** Opening Excerpted passage block **

Traydstream Logo
Information Security

Information Security Policy Statement

Traydstream is committed to implementing a robust Information Security Management System that protects all information assets and fulfils our security obligations to customers, employees, and regulatory bodies.

LAST UPDATED2025
VERSIONCurrent
1

Policy Statement

We at Traydstream recognize that Information Security is the responsibility of each and every one of us in the organization. We are committed to creating a secure ecosystem that will enable us to protect customers' and our information, data, intellectual properties, assets and fulfill our security obligations by implementing the 'Information Security Management System'.

This Information Security Policy Statement reflects Traydstream's top-down commitment to maintaining the highest standards of information security across all operations and personnel.

** Closing Excerpted passage block **
** Opening Dataset entries block **

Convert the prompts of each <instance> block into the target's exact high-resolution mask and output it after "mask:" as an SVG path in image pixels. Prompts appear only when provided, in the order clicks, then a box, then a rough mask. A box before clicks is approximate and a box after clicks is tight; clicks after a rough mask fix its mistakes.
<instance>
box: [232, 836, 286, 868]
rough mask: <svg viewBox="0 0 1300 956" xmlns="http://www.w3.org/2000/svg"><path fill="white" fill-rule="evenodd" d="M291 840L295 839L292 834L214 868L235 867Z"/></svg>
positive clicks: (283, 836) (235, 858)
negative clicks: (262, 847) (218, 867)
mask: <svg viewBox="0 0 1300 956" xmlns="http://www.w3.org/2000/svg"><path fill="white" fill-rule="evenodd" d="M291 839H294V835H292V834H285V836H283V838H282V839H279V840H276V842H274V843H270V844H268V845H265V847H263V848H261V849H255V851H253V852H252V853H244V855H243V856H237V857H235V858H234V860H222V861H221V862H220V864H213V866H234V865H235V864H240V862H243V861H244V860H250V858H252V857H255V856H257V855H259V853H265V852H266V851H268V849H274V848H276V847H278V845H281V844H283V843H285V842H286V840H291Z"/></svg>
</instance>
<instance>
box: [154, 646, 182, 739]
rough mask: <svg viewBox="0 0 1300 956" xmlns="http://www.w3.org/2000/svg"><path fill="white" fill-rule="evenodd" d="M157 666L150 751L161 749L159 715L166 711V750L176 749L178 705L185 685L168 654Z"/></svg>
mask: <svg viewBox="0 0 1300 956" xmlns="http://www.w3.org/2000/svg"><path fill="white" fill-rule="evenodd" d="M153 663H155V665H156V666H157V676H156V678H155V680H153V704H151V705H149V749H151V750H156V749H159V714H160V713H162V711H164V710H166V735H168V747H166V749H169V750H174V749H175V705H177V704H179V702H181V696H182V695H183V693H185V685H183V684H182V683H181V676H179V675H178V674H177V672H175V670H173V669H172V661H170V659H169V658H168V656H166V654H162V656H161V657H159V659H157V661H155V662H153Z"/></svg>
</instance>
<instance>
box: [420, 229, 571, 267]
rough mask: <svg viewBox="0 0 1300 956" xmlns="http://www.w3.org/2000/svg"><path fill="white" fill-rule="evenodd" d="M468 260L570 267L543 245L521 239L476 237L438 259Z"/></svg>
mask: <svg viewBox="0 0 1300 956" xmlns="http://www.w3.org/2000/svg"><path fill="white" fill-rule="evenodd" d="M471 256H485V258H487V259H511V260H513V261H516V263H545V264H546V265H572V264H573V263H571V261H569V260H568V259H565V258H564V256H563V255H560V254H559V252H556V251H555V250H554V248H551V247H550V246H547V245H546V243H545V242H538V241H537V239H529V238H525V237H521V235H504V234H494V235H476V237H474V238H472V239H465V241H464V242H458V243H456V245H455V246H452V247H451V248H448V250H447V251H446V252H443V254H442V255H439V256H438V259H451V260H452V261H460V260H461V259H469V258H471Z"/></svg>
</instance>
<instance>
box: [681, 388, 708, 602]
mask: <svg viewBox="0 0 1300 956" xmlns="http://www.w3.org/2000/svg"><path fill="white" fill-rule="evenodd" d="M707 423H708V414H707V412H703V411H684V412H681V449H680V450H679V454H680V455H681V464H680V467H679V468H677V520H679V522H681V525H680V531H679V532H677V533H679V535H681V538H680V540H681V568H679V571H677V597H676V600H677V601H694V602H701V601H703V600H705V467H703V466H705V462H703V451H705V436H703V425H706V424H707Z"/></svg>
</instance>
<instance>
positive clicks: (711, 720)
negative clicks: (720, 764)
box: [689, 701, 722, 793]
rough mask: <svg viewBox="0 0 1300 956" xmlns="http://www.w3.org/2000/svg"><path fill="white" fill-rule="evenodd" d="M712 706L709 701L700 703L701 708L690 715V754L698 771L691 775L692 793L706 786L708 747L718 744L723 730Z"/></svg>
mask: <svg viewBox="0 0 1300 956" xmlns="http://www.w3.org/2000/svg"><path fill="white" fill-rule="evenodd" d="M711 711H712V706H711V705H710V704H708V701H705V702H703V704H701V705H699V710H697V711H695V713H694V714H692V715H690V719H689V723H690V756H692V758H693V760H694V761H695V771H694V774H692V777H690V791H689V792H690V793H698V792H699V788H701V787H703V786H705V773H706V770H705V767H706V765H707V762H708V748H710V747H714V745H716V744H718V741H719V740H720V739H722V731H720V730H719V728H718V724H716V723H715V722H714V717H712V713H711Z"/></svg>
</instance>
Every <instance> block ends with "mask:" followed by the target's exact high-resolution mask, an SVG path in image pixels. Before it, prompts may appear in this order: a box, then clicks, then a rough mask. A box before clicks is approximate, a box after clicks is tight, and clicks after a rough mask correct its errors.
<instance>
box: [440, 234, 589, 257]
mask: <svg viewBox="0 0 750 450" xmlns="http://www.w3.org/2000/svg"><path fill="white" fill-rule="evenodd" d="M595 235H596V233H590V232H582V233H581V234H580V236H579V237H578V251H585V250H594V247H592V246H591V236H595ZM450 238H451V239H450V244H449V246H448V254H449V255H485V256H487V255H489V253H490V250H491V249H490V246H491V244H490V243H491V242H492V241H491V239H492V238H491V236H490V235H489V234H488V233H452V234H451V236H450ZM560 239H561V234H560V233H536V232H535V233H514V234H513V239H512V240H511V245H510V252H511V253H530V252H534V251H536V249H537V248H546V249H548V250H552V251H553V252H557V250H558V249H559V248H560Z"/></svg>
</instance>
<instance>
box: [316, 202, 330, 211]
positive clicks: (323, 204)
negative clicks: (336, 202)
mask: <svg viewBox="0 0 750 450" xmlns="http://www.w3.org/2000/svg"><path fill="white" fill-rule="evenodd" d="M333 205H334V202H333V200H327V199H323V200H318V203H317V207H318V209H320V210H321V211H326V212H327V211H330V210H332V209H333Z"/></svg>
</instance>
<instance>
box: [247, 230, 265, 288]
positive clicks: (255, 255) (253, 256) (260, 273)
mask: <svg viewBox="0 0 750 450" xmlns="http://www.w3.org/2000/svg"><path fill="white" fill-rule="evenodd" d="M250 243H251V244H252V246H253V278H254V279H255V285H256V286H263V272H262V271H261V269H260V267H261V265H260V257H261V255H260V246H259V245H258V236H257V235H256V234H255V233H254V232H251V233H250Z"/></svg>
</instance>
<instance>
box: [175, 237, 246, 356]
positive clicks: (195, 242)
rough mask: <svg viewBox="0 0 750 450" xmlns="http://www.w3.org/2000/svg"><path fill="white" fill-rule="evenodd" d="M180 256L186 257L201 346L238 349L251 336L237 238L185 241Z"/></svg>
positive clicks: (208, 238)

** Closing Dataset entries block **

## Goal of the exercise
Rewrite the information security policy statement, everything from "We at Traydstream" down to "Security Management System'.", and switch "ecosystem" to "environment". The records stand apart from the text and are separate material.

## Solved exercise
We at Traydstream recognize that Information Security is the responsibility of each and every one of us in the organization. We are committed to creating a secure environment that will enable us to protect customers' and our information, data, intellectual properties, assets and fulfill our security obligations by implementing the 'Information Security Management System'.